_EXERCISE REQUIREMENTS_.
**A)** In the article on late-paying customers, what is named as by far the largest source of borrowing power in the economy?
**B)** Condense the paragraph of the article on late-paying customers that begins "Most of us don’t realize" into a short bulleted list that keeps its main facts.
**C)** Carry the article on late-paying customers forward from its last sentence, adding the next idea for getting customers to pay on time.

_EXTRACT PROVIDED_.
───
Bad Credit Loans
Get Your Late-Paying Customers to Pay on Time
By admin on Jun.28, 2010| under Bad Credit Loans| Leave a Comment | Tags: pay on time
Your business was running pretty smoothly – sales growing, and profits growing, too – and then the credit crunch hit, someone said the “R” word and everything started slowing down almost overnight. Most troubling of all, your customers have been paying you later and later, as if they are using your money to fill their own personal credit crunch. Well, they probably are.
Most of us don’t realize how dependent we are on credit to run our businesses. Vendor open account credit – the kind you extend to your customers – is by far the largest source of borrowing power in our economy. When you sell your products and services on credit, you are making interest-free loans to your customers, even if you are financing those loans with a bank loan for which you pay interest every month. When collections roll in on time, it all seems to work out nicely; but when collection slows down, you still need to replace goods you’ve sold, pay your workers (on time), and pay the rent and all the other expenses of running a business. Assuming your bank credit lines are in place and your margins are adequate, you have a bit higher interest expense and you can ride it out with your customers. However, if your credit lines or cash reserves aren’t sufficient to cushion you from the sudden change in cash flow, your business could be in big trouble. Besides, most bad debt write-offs come from old balances, not current ones. The older the balance, the higher risk it will never be collected.
So, your best bet is to encourage your customers to pay on time. No added interest expense, no hassle with customers, no write-offs, everyone is happy. Well, you are probably thinking, ”That was helpful. How do I do that, exactly?” Here are five ideas that can work well for you.
1. Improved credit-granting practices: On the front end, screen new customers more closely before granting a credit line. Spend a few dollars actually getting a credit report, and a few minutes calling a couple of their credit references to get a sense of the relationship they have with your potential customer. The conversation might go to their payment patterns when the economy slows, which could be different from good times. A comment that “they sometimes struggle to keep current but they always manage to get caught up” could be a red flag these days. Also, be watchful of a prospect who has changed suppliers more than once in the past year, and if you can learn the name of their previous supplier, that’s someone you want to talk to.
───
_INFORMATION SUPPLIED_.
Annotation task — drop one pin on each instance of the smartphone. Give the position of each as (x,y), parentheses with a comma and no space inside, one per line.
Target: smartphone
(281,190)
───
_WRITTEN ANSWERS_.
**A)** Vendor open account credit, the kind a business extends to its customers.

**B)**
- Businesses depend on credit more than most realize, and vendor open account credit is the economy's largest source of borrowing power.
- Selling on credit means making interest-free loans to customers, sometimes financed with an interest-bearing bank loan.
- When collections slow, a business still has to replace goods, pay workers and rent, and cover its other expenses.
- With adequate credit lines and margins, the business faces somewhat higher interest expense and can ride it out.
- Without enough credit lines or cash reserves to absorb the drop in cash flow, the business could be in serious trouble.
- Most bad debt write-offs come from old balances, and the older a balance gets, the greater the risk it will never be collected.

**C)**
2. Committed collection effort, all the time: Make collection follow up a key duty of at least one person in your company. Don’t make the mistake of giving the job to your controller to handle in her spare time, just because Accounting handles the money. She likely doesn’t have any spare time, and besides, accounting personnel are not typically the best in customer communication, especially if the subject is touchy. Assign the job to someone who is a good negotiator, has an amiable but firm phone personality, and who understands this is a key job. Most importantly, do what you say. If you promise something in return for prompt payment, make sure you deliver. If you say you must deny future shipments until an account is brought current, stick to it – every time. Key point: If your collection practices have been lax in the past, a culture change may be needed in the minds of your customers, who may be tempted to ‘wait you out’ to see how long the new rules will stick around. This is called a test.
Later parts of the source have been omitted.